___ RECORDS FOR THIS TASK ___

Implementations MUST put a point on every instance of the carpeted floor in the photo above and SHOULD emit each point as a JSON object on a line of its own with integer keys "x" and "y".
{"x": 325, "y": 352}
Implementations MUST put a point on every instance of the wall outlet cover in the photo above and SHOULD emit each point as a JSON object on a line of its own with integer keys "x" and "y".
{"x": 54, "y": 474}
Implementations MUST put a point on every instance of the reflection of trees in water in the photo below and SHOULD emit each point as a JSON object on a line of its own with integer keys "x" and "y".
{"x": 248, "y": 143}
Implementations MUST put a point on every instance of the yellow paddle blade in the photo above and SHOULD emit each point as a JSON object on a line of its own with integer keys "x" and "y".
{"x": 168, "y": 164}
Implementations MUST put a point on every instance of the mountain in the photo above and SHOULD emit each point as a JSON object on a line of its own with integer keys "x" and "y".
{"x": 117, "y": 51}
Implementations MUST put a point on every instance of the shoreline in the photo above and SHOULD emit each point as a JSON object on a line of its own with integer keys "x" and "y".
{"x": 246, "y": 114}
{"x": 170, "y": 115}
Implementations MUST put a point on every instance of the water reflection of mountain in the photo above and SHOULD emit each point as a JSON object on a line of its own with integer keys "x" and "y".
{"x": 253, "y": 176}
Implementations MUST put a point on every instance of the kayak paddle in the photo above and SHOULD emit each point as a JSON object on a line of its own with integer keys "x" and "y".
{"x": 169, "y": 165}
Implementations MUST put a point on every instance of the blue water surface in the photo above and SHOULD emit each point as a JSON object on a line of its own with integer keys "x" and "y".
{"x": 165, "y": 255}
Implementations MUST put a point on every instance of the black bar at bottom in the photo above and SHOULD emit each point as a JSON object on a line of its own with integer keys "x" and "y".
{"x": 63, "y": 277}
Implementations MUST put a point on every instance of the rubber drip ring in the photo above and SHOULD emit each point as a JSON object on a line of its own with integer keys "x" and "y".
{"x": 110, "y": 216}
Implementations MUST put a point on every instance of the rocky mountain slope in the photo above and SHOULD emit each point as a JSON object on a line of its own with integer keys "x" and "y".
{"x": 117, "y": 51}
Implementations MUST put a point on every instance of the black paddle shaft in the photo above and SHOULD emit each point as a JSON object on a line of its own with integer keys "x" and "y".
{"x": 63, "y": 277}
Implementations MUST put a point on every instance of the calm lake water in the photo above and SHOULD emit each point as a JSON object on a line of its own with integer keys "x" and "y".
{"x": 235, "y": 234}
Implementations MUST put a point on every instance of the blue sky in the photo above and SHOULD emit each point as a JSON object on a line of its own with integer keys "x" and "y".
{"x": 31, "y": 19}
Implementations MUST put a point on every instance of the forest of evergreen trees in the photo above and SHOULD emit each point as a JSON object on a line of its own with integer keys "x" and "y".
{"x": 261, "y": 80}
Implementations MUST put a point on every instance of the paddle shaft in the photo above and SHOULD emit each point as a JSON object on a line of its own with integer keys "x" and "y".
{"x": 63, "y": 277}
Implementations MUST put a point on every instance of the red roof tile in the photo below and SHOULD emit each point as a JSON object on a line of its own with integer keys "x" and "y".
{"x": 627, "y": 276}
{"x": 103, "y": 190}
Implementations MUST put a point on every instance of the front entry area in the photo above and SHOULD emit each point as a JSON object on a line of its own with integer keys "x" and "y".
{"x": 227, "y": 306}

___

OBJECTIVE -
Print the whole listing exactly as it is.

TASK ANSWER -
Implementations MUST put a point on every instance of the carpeted floor in the photo above and SHOULD emit each point as a JSON object on a line of its own with integer keys "x" and "y".
{"x": 325, "y": 352}
Implementations MUST put a point on every instance of the wall outlet cover in the photo above and SHOULD emit each point as a JSON object on a line of its own with integer keys "x" and "y".
{"x": 54, "y": 474}
Implementations MUST put a point on every instance of the reflection of trees in water in the photo below and SHOULD emit each point as a JSON object on a line of its own with integer keys "x" and "y".
{"x": 248, "y": 143}
Implementations MUST put a point on every instance of the yellow paddle blade in the photo above and SHOULD emit each point as a JSON object on a line of its own with integer keys "x" and "y".
{"x": 168, "y": 164}
Implementations MUST put a point on every instance of the mountain in the photo above and SHOULD emit each point as a JSON object on a line of its own with integer keys "x" and "y".
{"x": 117, "y": 51}
Implementations MUST put a point on every instance of the shoreline in the photo above and SHOULD emit each point as a JSON object on a line of its own with integer keys "x" and "y".
{"x": 246, "y": 114}
{"x": 170, "y": 115}
Implementations MUST put a point on every instance of the water reflection of mountain in the photo above and SHOULD emit each point as a JSON object on a line of its own with integer keys "x" and "y".
{"x": 253, "y": 176}
Implementations MUST put a point on every instance of the kayak paddle in the photo above and SHOULD emit each point as a JSON object on a line of its own with integer keys "x" and "y".
{"x": 169, "y": 165}
Implementations MUST put a point on every instance of the blue water surface in the photo above and SHOULD emit each point as a JSON object on a line of its own with integer keys "x" and "y".
{"x": 165, "y": 255}
Implementations MUST put a point on every instance of the black bar at bottom in the photo above and SHOULD emit each point as a JSON object on a line of its own with integer keys "x" and "y".
{"x": 63, "y": 277}
Implementations MUST put a point on every instance of the rubber drip ring in the photo above and SHOULD emit each point as a JSON object on a line of its own with integer keys "x" and "y".
{"x": 110, "y": 216}
Implementations MUST put a point on every instance of the rocky mountain slope in the photo above and SHOULD emit each point as a JSON object on a line of its own with integer keys "x" and "y".
{"x": 117, "y": 51}
Implementations MUST put a point on every instance of the black paddle shaft in the photo above and SHOULD emit each point as a JSON object on a line of its own with integer keys "x" and "y".
{"x": 63, "y": 277}
Implementations MUST put a point on every instance of the calm lake water in the photo above and SHOULD emit each point as a JSON object on a line of its own with integer keys "x" and "y".
{"x": 235, "y": 234}
Implementations MUST put a point on every instance of the blue sky in the photo above and SHOULD emit each point as a JSON object on a line of its own with integer keys "x" and "y".
{"x": 31, "y": 19}
Implementations MUST put a point on every instance of the forest of evergreen trees in the photo above and SHOULD emit each point as a JSON object on a line of its own with integer keys "x" and "y".
{"x": 261, "y": 80}
Implementations MUST put a point on every instance of the paddle shaft in the photo above and SHOULD emit each point as a JSON object on a line of its own with integer keys "x" and "y".
{"x": 63, "y": 277}
Implementations MUST put a point on every instance of the red roof tile in the photo below and SHOULD emit each point as a JSON object on a line of its own with integer keys "x" and "y".
{"x": 627, "y": 276}
{"x": 103, "y": 190}
Implementations MUST put a point on every instance of the front entry area in the photo above and SHOULD emit each point as a JSON object on a line of its own with integer keys "x" and "y".
{"x": 227, "y": 306}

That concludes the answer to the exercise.